━━━ TEXTO EM ESTUDO

Não há sequer um único telemóvel nas mãos daqueles estudantes académicos. Ali todos sabem que o trabalho, o conhecimento e arte andam de mãos dadas, e o público opta por admirar a maneira como a música se transforma com o tempo e caminha a perfeição com entrega total. Nada mais importa neste auditório.
As palavras também fazem olhos e narizes
À medida que se aproxima a hora de receber um retratómato, jovens com sacos serigrafados vão abandonando o Grande Auditório. Retratómatos são máquinas de fazer retratos onde está um desenhador-retratista que dá vida ao papel através da descrição de quem aceita ver-se desenhado. Ao todo são seis.
O desenhador não tem acesso à imagem de quem desenha, mas apenas à descrição da própria pessoa que retrata. No final, só é preciso recolher o retrato por uma ranhura e contemplar o resultado da interseção entre a atividade de encontrar palavras para nos definirmos fisicamente e a arte de uma mão que lhes acede e as imortaliza no papel.
“O melhor é não criar expectativas”, avisa o desenhador. Ao sentarmo-nos para nos descrevermos, somos colocados perante um espelho, que nos mostra uma parte dos jardins, que se encontram por detrás das nossas costas. Somos nós e nós próprios à distância de alguns centímetros e à distância de um papel desenhado. Mas quão distantes estamos de nós mesmos?

━━━━━━
━━━ MATERIAL FORNECIDO

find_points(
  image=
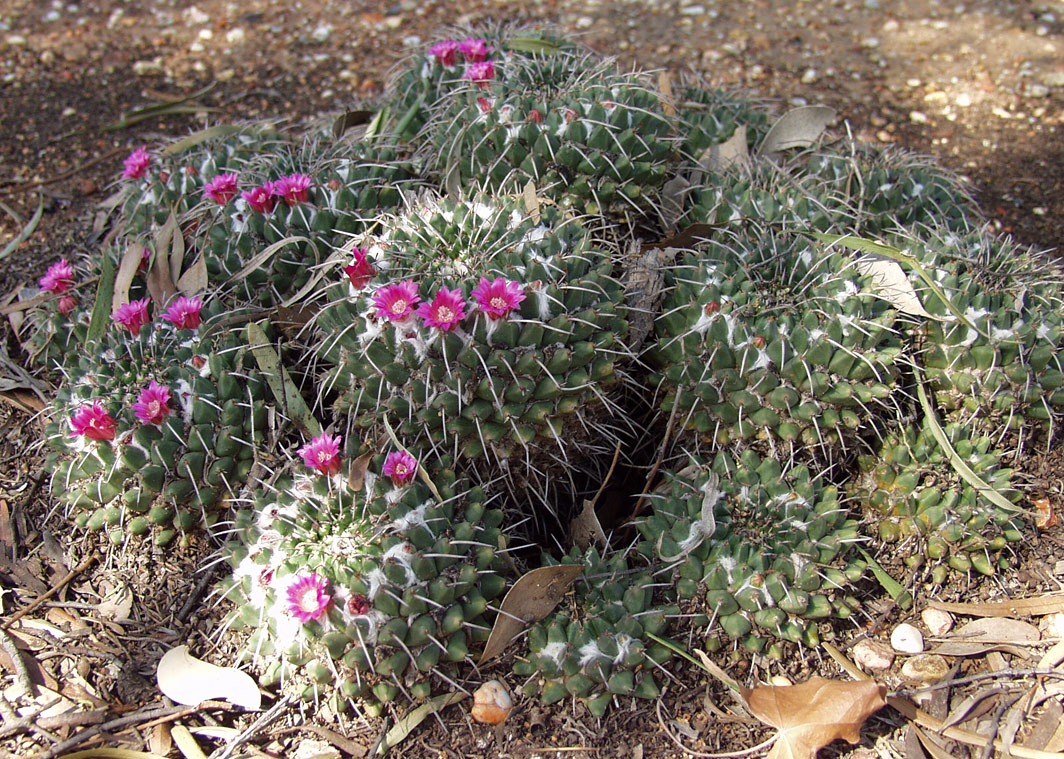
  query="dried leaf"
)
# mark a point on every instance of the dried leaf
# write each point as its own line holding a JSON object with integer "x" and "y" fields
{"x": 586, "y": 528}
{"x": 194, "y": 280}
{"x": 531, "y": 598}
{"x": 189, "y": 748}
{"x": 987, "y": 633}
{"x": 798, "y": 128}
{"x": 188, "y": 680}
{"x": 1017, "y": 607}
{"x": 356, "y": 473}
{"x": 892, "y": 284}
{"x": 415, "y": 718}
{"x": 127, "y": 270}
{"x": 813, "y": 714}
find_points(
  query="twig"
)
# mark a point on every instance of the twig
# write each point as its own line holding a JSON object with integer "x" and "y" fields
{"x": 133, "y": 719}
{"x": 21, "y": 675}
{"x": 59, "y": 178}
{"x": 54, "y": 589}
{"x": 644, "y": 499}
{"x": 266, "y": 718}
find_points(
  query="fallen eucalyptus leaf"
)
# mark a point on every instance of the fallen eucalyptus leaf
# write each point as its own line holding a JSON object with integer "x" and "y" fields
{"x": 415, "y": 718}
{"x": 892, "y": 284}
{"x": 188, "y": 680}
{"x": 814, "y": 713}
{"x": 531, "y": 598}
{"x": 798, "y": 128}
{"x": 986, "y": 634}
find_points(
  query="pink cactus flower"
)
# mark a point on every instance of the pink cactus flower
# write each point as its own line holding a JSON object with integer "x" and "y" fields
{"x": 322, "y": 454}
{"x": 93, "y": 422}
{"x": 400, "y": 466}
{"x": 480, "y": 72}
{"x": 133, "y": 315}
{"x": 184, "y": 313}
{"x": 221, "y": 188}
{"x": 475, "y": 50}
{"x": 498, "y": 297}
{"x": 309, "y": 597}
{"x": 136, "y": 163}
{"x": 396, "y": 301}
{"x": 151, "y": 405}
{"x": 361, "y": 270}
{"x": 261, "y": 199}
{"x": 57, "y": 278}
{"x": 293, "y": 188}
{"x": 445, "y": 52}
{"x": 445, "y": 311}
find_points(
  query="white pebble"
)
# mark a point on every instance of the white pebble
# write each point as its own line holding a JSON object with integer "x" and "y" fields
{"x": 926, "y": 667}
{"x": 907, "y": 639}
{"x": 873, "y": 655}
{"x": 937, "y": 622}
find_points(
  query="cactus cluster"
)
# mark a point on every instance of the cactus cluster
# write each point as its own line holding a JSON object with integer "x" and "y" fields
{"x": 526, "y": 268}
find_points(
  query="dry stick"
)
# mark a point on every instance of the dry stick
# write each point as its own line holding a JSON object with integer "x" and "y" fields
{"x": 661, "y": 457}
{"x": 66, "y": 175}
{"x": 134, "y": 719}
{"x": 55, "y": 589}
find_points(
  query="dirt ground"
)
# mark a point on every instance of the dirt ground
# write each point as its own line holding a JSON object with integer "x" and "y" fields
{"x": 979, "y": 85}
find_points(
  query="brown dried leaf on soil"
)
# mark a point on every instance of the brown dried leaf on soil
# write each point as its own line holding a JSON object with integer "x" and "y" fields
{"x": 814, "y": 713}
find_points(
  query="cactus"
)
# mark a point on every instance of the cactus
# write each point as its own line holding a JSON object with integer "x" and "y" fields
{"x": 528, "y": 382}
{"x": 913, "y": 494}
{"x": 398, "y": 580}
{"x": 753, "y": 550}
{"x": 767, "y": 339}
{"x": 163, "y": 471}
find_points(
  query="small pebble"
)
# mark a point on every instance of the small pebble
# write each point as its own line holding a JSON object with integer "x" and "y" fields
{"x": 907, "y": 639}
{"x": 937, "y": 622}
{"x": 925, "y": 667}
{"x": 873, "y": 655}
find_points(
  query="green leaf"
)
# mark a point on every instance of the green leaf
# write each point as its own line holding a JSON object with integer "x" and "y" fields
{"x": 101, "y": 309}
{"x": 532, "y": 45}
{"x": 893, "y": 588}
{"x": 27, "y": 230}
{"x": 415, "y": 718}
{"x": 959, "y": 464}
{"x": 280, "y": 383}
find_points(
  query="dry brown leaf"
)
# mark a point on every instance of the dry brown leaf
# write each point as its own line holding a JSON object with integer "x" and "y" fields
{"x": 813, "y": 714}
{"x": 532, "y": 597}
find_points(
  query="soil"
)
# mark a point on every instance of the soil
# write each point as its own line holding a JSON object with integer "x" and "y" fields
{"x": 978, "y": 85}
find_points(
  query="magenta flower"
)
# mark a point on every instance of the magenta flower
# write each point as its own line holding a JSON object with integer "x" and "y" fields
{"x": 93, "y": 422}
{"x": 445, "y": 52}
{"x": 475, "y": 50}
{"x": 184, "y": 313}
{"x": 396, "y": 301}
{"x": 261, "y": 199}
{"x": 322, "y": 454}
{"x": 57, "y": 278}
{"x": 480, "y": 72}
{"x": 445, "y": 311}
{"x": 361, "y": 270}
{"x": 136, "y": 163}
{"x": 133, "y": 315}
{"x": 309, "y": 597}
{"x": 293, "y": 188}
{"x": 400, "y": 466}
{"x": 221, "y": 188}
{"x": 499, "y": 297}
{"x": 151, "y": 405}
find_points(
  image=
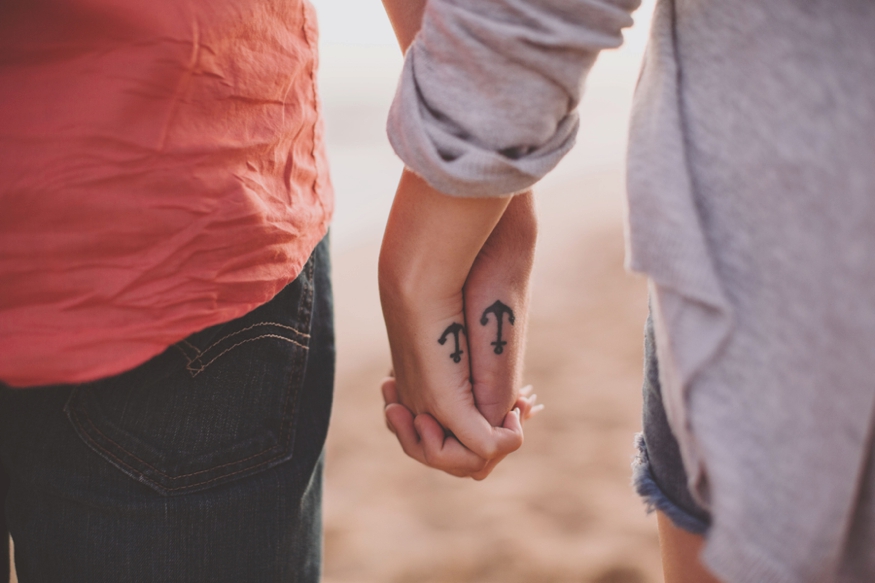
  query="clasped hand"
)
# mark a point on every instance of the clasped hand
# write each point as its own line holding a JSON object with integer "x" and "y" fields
{"x": 454, "y": 284}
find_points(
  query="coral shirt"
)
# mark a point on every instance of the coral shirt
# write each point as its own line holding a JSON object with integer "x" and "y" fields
{"x": 161, "y": 170}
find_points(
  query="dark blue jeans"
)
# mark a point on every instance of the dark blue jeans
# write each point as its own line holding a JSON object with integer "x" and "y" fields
{"x": 203, "y": 464}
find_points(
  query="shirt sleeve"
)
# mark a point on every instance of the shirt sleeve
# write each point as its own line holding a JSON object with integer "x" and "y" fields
{"x": 487, "y": 100}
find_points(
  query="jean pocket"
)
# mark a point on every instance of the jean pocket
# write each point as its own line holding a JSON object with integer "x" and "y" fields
{"x": 211, "y": 409}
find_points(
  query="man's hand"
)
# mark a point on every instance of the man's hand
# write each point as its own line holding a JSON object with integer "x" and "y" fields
{"x": 430, "y": 245}
{"x": 435, "y": 246}
{"x": 497, "y": 307}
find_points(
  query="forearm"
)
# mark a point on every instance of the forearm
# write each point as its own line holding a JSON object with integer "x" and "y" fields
{"x": 431, "y": 242}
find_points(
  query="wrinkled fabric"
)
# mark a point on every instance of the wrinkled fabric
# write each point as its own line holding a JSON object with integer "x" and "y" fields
{"x": 162, "y": 170}
{"x": 751, "y": 190}
{"x": 486, "y": 104}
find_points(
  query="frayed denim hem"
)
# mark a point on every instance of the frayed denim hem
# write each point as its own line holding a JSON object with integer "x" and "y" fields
{"x": 654, "y": 497}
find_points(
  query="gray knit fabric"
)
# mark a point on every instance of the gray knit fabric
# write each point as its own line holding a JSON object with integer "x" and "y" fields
{"x": 487, "y": 98}
{"x": 751, "y": 185}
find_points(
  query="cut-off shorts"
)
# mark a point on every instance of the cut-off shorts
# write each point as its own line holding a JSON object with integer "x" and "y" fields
{"x": 658, "y": 472}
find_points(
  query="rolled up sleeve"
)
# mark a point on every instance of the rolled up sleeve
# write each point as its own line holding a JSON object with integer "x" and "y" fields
{"x": 486, "y": 103}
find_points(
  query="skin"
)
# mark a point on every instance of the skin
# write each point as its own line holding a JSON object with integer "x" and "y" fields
{"x": 432, "y": 246}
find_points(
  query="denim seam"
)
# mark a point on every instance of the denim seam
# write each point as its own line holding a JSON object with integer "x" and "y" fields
{"x": 285, "y": 430}
{"x": 197, "y": 370}
{"x": 250, "y": 327}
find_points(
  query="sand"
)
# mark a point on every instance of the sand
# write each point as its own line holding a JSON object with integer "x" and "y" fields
{"x": 561, "y": 510}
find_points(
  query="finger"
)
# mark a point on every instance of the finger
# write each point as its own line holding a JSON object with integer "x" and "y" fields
{"x": 476, "y": 434}
{"x": 445, "y": 452}
{"x": 513, "y": 422}
{"x": 389, "y": 389}
{"x": 527, "y": 407}
{"x": 401, "y": 419}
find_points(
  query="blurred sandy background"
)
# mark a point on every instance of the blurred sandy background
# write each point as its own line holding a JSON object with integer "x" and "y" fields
{"x": 561, "y": 509}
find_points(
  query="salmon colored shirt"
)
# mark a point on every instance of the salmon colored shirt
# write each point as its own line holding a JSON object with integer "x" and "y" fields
{"x": 162, "y": 170}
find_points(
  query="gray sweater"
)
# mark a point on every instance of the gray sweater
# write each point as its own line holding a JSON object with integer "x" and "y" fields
{"x": 751, "y": 181}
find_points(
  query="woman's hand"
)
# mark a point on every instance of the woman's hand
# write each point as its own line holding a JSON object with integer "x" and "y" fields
{"x": 434, "y": 247}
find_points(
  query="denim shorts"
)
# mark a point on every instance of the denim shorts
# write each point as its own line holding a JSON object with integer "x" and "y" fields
{"x": 658, "y": 472}
{"x": 203, "y": 464}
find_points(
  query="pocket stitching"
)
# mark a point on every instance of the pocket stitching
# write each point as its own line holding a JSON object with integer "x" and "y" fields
{"x": 196, "y": 371}
{"x": 286, "y": 425}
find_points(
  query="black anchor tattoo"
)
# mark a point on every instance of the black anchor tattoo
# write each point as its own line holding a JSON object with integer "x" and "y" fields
{"x": 453, "y": 329}
{"x": 499, "y": 310}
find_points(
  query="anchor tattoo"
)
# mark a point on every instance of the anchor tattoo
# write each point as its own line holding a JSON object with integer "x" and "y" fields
{"x": 499, "y": 310}
{"x": 453, "y": 329}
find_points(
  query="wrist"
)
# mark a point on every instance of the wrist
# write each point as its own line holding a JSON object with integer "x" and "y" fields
{"x": 432, "y": 240}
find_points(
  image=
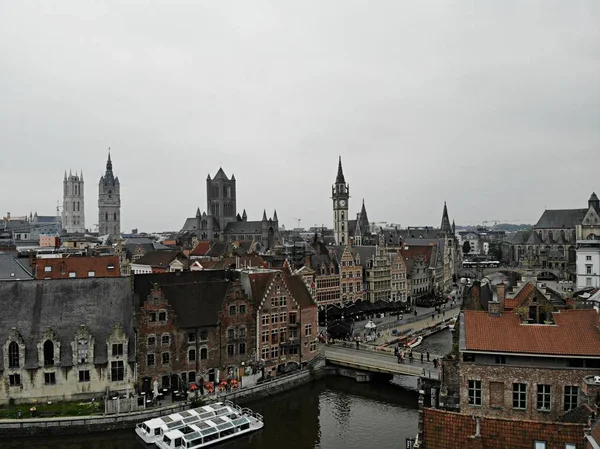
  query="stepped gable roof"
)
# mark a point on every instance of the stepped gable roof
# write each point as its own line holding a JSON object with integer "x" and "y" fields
{"x": 575, "y": 332}
{"x": 534, "y": 239}
{"x": 217, "y": 249}
{"x": 560, "y": 218}
{"x": 196, "y": 304}
{"x": 63, "y": 305}
{"x": 11, "y": 269}
{"x": 200, "y": 249}
{"x": 160, "y": 258}
{"x": 243, "y": 227}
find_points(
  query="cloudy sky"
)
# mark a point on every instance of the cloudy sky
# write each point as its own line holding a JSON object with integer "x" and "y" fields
{"x": 492, "y": 106}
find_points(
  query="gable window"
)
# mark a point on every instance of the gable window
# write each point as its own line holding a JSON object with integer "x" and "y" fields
{"x": 13, "y": 355}
{"x": 543, "y": 397}
{"x": 49, "y": 378}
{"x": 117, "y": 371}
{"x": 571, "y": 394}
{"x": 520, "y": 396}
{"x": 14, "y": 380}
{"x": 117, "y": 349}
{"x": 474, "y": 392}
{"x": 48, "y": 353}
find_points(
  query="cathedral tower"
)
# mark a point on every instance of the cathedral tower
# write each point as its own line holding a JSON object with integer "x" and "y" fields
{"x": 109, "y": 202}
{"x": 340, "y": 193}
{"x": 73, "y": 216}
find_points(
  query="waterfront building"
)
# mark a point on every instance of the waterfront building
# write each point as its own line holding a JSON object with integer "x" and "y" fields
{"x": 109, "y": 203}
{"x": 286, "y": 319}
{"x": 69, "y": 266}
{"x": 65, "y": 339}
{"x": 73, "y": 215}
{"x": 193, "y": 327}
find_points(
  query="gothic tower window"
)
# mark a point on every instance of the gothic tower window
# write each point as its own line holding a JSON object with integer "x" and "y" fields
{"x": 48, "y": 353}
{"x": 13, "y": 355}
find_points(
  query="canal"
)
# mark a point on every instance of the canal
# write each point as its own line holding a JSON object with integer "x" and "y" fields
{"x": 333, "y": 413}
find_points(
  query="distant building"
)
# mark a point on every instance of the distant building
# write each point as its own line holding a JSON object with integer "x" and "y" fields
{"x": 73, "y": 215}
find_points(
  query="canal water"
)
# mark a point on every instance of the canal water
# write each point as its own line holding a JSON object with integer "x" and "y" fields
{"x": 333, "y": 413}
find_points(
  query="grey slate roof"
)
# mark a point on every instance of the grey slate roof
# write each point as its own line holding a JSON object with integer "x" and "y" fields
{"x": 561, "y": 219}
{"x": 64, "y": 305}
{"x": 11, "y": 268}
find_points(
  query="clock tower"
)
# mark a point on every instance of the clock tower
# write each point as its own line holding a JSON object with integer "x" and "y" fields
{"x": 109, "y": 202}
{"x": 340, "y": 194}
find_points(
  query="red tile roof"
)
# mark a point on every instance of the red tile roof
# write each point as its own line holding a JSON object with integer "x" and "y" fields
{"x": 444, "y": 430}
{"x": 575, "y": 332}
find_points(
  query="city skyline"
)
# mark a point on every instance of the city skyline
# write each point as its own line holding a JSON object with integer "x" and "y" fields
{"x": 423, "y": 104}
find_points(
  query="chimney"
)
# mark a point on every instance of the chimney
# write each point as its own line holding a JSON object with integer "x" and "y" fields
{"x": 501, "y": 294}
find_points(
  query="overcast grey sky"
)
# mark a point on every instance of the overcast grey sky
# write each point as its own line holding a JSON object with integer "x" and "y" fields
{"x": 493, "y": 106}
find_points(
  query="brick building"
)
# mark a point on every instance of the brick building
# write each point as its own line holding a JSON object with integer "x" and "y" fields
{"x": 74, "y": 266}
{"x": 286, "y": 319}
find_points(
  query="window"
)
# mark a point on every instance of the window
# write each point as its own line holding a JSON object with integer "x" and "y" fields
{"x": 474, "y": 392}
{"x": 117, "y": 371}
{"x": 14, "y": 380}
{"x": 13, "y": 355}
{"x": 520, "y": 396}
{"x": 571, "y": 393}
{"x": 117, "y": 349}
{"x": 48, "y": 353}
{"x": 543, "y": 397}
{"x": 49, "y": 378}
{"x": 84, "y": 375}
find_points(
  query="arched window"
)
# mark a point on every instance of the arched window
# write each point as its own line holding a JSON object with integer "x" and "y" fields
{"x": 48, "y": 353}
{"x": 13, "y": 355}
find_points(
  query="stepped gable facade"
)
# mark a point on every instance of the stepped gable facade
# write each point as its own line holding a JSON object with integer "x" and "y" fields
{"x": 66, "y": 339}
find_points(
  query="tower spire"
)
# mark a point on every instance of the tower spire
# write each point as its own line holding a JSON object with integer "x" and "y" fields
{"x": 340, "y": 177}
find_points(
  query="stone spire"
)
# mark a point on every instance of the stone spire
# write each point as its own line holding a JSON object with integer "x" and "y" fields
{"x": 445, "y": 227}
{"x": 340, "y": 177}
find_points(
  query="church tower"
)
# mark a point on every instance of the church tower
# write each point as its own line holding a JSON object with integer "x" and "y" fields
{"x": 73, "y": 216}
{"x": 340, "y": 193}
{"x": 109, "y": 202}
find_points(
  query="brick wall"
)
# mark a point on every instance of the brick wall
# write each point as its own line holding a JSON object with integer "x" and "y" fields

━━━━━━

OBJETIVO DA TAREFA
No texto sobre os retratómatos, a que tem acesso o desenhador para fazer o retrato?

RESPOSTA À TAREFA
Apenas à descrição da própria pessoa que retrata, sem acesso à sua imagem.